* Task prompt: Please reproduce every line of the records below without any change, leaving out the pictures.

*** Data shown Section Begins ***

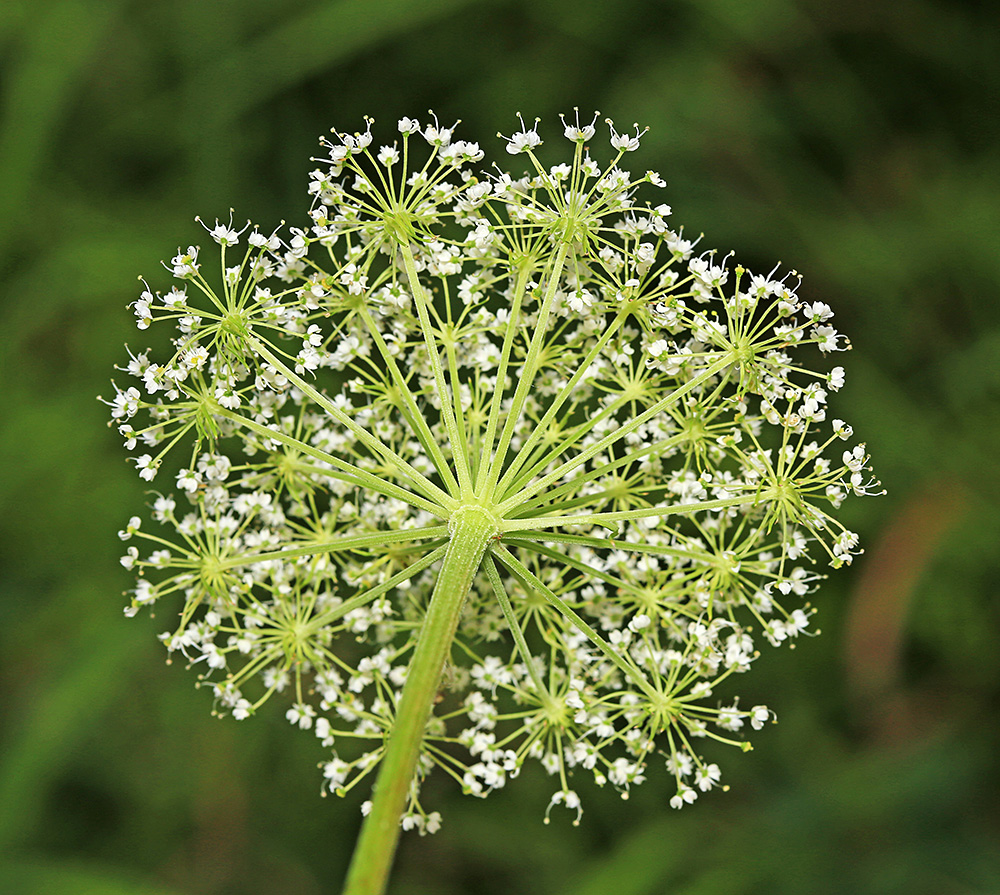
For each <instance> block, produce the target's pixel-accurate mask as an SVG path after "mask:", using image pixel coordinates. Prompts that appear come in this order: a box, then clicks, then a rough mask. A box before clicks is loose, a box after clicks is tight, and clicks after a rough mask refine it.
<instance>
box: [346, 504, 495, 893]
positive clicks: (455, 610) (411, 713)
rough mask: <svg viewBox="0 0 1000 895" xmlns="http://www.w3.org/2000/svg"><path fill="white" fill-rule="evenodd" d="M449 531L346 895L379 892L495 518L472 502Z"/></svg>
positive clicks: (458, 511) (466, 505)
mask: <svg viewBox="0 0 1000 895" xmlns="http://www.w3.org/2000/svg"><path fill="white" fill-rule="evenodd" d="M448 527H449V533H450V539H449V541H448V551H447V553H445V555H444V562H443V563H442V565H441V571H440V573H439V574H438V579H437V583H436V584H435V585H434V591H433V593H432V594H431V601H430V605H429V606H428V608H427V616H426V618H425V619H424V623H423V626H422V627H421V629H420V636H419V637H418V638H417V645H416V648H415V649H414V651H413V658H412V659H411V660H410V665H409V669H408V672H407V676H406V683H405V684H404V686H403V694H402V696H401V697H400V700H399V705H398V706H397V709H396V720H395V724H394V725H393V728H392V732H391V733H390V735H389V741H388V743H387V745H386V750H385V755H384V757H383V759H382V763H381V766H380V769H379V773H378V779H377V780H376V782H375V790H374V799H373V801H372V808H371V811H370V812H369V813H368V816H367V817H366V818H365V821H364V824H363V825H362V828H361V835H360V836H359V838H358V844H357V846H356V848H355V851H354V857H353V859H352V860H351V868H350V870H349V872H348V874H347V883H346V884H345V886H344V895H368V893H377V892H382V891H383V890H384V889H385V885H386V881H387V880H388V877H389V868H390V866H391V864H392V858H393V855H394V853H395V851H396V843H397V841H398V839H399V833H400V827H399V820H400V818H401V817H402V816H403V814H404V812H405V810H406V805H407V802H408V800H409V798H410V784H411V782H412V781H413V777H414V772H415V771H416V767H417V759H418V758H419V757H420V752H421V749H422V743H423V737H424V729H425V728H426V726H427V719H428V718H429V717H430V713H431V707H432V706H433V704H434V698H435V696H436V695H437V692H438V687H439V685H440V683H441V672H442V670H443V669H444V664H445V662H446V661H447V660H448V656H449V655H450V653H451V647H452V644H453V643H454V640H455V631H456V629H457V628H458V620H459V617H460V615H461V613H462V606H463V604H464V603H465V598H466V596H467V595H468V593H469V589H470V588H471V586H472V579H473V578H474V577H475V574H476V572H478V571H479V566H480V565H481V563H482V561H483V555H484V554H485V552H486V546H487V544H488V543H489V541H490V539H491V538H494V537H496V536H497V535H498V534H499V532H498V529H497V519H496V517H495V516H494V515H493V513H491V512H490V511H489V510H487V509H485V508H484V507H479V506H476V505H474V504H469V505H465V506H461V507H459V508H458V509H457V510H455V512H454V513H453V514H452V518H451V522H450V524H449V526H448Z"/></svg>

*** Data shown Section Ends ***

* Solution to this exercise:
For each <instance> block, produce the target's pixel-accurate mask as an SVG path after "mask:", using image pixel coordinates. Prompts that appear come in this order: a box, then clicks, then a rough mask. A box before clicks is loose, a box after clicks is tight, and clicks after a rough mask refine it.
<instance>
box: [346, 504, 495, 893]
positive clicks: (455, 610) (411, 713)
rough mask: <svg viewBox="0 0 1000 895" xmlns="http://www.w3.org/2000/svg"><path fill="white" fill-rule="evenodd" d="M449 531L346 895L379 892L495 518L472 502Z"/></svg>
positive clicks: (458, 511) (466, 505)
mask: <svg viewBox="0 0 1000 895" xmlns="http://www.w3.org/2000/svg"><path fill="white" fill-rule="evenodd" d="M448 527H449V533H450V539H449V541H448V551H447V553H445V555H444V562H443V563H442V565H441V571H440V573H439V574H438V579H437V583H436V584H435V585H434V591H433V593H432V594H431V601H430V605H429V606H428V608H427V616H426V618H425V619H424V623H423V626H422V627H421V629H420V636H419V637H418V638H417V645H416V648H415V649H414V651H413V658H412V659H411V660H410V665H409V669H408V672H407V676H406V683H405V684H404V686H403V694H402V696H401V697H400V700H399V705H398V706H397V709H396V720H395V724H394V725H393V728H392V732H391V733H390V735H389V741H388V743H387V745H386V750H385V755H384V757H383V759H382V763H381V766H380V769H379V773H378V779H377V780H376V782H375V790H374V799H373V801H372V808H371V811H370V812H369V813H368V816H367V817H366V818H365V821H364V824H363V825H362V828H361V835H360V836H359V838H358V844H357V846H356V848H355V851H354V857H353V859H352V860H351V868H350V870H349V872H348V874H347V883H346V884H345V886H344V895H368V893H377V892H382V891H383V890H384V889H385V885H386V881H387V880H388V877H389V868H390V866H391V864H392V858H393V855H394V853H395V851H396V843H397V841H398V839H399V833H400V827H399V820H400V818H401V817H402V816H403V814H404V812H405V810H406V805H407V802H408V800H409V798H410V784H411V782H412V781H413V777H414V772H415V771H416V767H417V759H418V758H419V757H420V752H421V749H422V743H423V737H424V729H425V728H426V726H427V719H428V718H429V717H430V713H431V707H432V706H433V704H434V698H435V696H436V695H437V692H438V687H439V685H440V683H441V672H442V670H443V669H444V664H445V662H446V661H447V660H448V656H449V655H450V653H451V647H452V644H453V643H454V640H455V631H456V629H457V628H458V620H459V617H460V615H461V613H462V606H463V604H464V603H465V598H466V596H467V595H468V593H469V589H470V588H471V586H472V579H473V578H474V577H475V574H476V572H478V571H479V566H480V565H481V563H482V561H483V555H484V554H485V552H486V546H487V544H488V543H489V541H490V539H491V538H494V537H496V536H497V535H498V534H499V532H498V529H497V519H496V517H495V516H494V515H493V513H491V512H490V511H489V510H487V509H485V508H484V507H479V506H476V505H474V504H469V505H465V506H461V507H459V508H458V509H457V510H455V512H454V513H453V514H452V518H451V522H450V524H449V526H448Z"/></svg>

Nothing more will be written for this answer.